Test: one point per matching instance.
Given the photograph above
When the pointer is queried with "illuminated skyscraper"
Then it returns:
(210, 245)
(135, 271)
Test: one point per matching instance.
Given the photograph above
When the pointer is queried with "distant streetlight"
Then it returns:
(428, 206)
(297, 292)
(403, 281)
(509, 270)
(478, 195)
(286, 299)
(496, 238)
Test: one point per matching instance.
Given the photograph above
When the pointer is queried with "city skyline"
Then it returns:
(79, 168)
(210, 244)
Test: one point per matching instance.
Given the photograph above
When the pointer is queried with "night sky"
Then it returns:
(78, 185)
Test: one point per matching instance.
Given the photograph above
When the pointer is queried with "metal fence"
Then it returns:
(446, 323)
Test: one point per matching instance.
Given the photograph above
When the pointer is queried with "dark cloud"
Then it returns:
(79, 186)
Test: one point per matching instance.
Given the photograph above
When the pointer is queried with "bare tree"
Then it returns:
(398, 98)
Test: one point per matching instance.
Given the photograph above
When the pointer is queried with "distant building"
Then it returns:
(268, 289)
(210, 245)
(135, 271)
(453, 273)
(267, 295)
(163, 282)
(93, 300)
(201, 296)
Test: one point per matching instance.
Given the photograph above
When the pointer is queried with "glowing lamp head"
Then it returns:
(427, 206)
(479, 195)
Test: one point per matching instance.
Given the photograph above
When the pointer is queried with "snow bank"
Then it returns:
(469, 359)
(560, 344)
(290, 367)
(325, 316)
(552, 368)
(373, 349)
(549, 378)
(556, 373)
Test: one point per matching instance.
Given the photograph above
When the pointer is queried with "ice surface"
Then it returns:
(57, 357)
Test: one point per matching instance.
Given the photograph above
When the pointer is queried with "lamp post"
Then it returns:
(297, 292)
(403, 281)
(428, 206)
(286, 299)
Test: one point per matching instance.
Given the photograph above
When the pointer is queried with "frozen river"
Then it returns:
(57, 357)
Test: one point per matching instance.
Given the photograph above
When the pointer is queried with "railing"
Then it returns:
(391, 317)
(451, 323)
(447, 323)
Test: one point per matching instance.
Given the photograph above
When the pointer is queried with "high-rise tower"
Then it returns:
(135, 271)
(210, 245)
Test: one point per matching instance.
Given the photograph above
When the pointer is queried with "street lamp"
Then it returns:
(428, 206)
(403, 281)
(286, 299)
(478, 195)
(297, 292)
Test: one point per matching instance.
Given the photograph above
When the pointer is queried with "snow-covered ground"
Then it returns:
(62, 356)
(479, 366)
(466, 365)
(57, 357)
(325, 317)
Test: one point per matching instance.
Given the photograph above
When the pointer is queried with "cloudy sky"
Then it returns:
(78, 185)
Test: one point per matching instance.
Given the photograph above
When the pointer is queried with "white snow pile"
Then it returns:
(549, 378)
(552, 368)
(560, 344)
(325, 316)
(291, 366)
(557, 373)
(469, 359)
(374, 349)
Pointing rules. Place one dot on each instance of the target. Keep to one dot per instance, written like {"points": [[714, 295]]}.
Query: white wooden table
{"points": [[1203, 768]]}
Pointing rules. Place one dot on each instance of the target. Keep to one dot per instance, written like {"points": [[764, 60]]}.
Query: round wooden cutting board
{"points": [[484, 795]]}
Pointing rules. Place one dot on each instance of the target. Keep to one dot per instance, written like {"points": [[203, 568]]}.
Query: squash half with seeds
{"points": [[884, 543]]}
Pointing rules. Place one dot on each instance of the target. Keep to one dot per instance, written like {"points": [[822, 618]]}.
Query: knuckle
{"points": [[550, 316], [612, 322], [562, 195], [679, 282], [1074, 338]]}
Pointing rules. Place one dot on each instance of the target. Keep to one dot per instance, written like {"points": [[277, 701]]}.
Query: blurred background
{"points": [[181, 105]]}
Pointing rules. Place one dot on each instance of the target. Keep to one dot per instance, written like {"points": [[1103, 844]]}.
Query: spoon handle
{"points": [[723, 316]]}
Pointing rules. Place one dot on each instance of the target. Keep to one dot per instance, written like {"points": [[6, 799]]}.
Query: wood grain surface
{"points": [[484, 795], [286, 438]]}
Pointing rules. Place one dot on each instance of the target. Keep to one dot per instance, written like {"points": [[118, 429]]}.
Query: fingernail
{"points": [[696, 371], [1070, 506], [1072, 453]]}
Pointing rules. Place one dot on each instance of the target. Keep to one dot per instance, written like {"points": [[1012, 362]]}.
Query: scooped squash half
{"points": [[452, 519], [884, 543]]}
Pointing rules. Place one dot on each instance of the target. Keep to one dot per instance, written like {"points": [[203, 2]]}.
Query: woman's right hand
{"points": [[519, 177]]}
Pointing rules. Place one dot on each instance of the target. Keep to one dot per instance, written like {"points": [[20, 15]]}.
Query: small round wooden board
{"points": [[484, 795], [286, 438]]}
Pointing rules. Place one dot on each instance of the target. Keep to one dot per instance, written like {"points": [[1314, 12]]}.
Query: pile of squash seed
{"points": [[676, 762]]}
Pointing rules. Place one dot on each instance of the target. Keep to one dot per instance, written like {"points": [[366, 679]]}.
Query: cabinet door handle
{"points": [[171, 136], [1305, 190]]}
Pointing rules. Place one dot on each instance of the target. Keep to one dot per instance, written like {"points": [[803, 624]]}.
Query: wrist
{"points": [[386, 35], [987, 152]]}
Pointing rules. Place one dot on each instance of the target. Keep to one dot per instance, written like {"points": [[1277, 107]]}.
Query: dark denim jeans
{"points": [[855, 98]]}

* **EXERCISE DESCRIPTION**
If a line in the records includes the string "lamp", copy it.

* **FINISHED EXERCISE**
When the pointer is queried with "glowing lamp head"
When the pointer is queried with "lamp post"
When the pointer is queried with "street lamp"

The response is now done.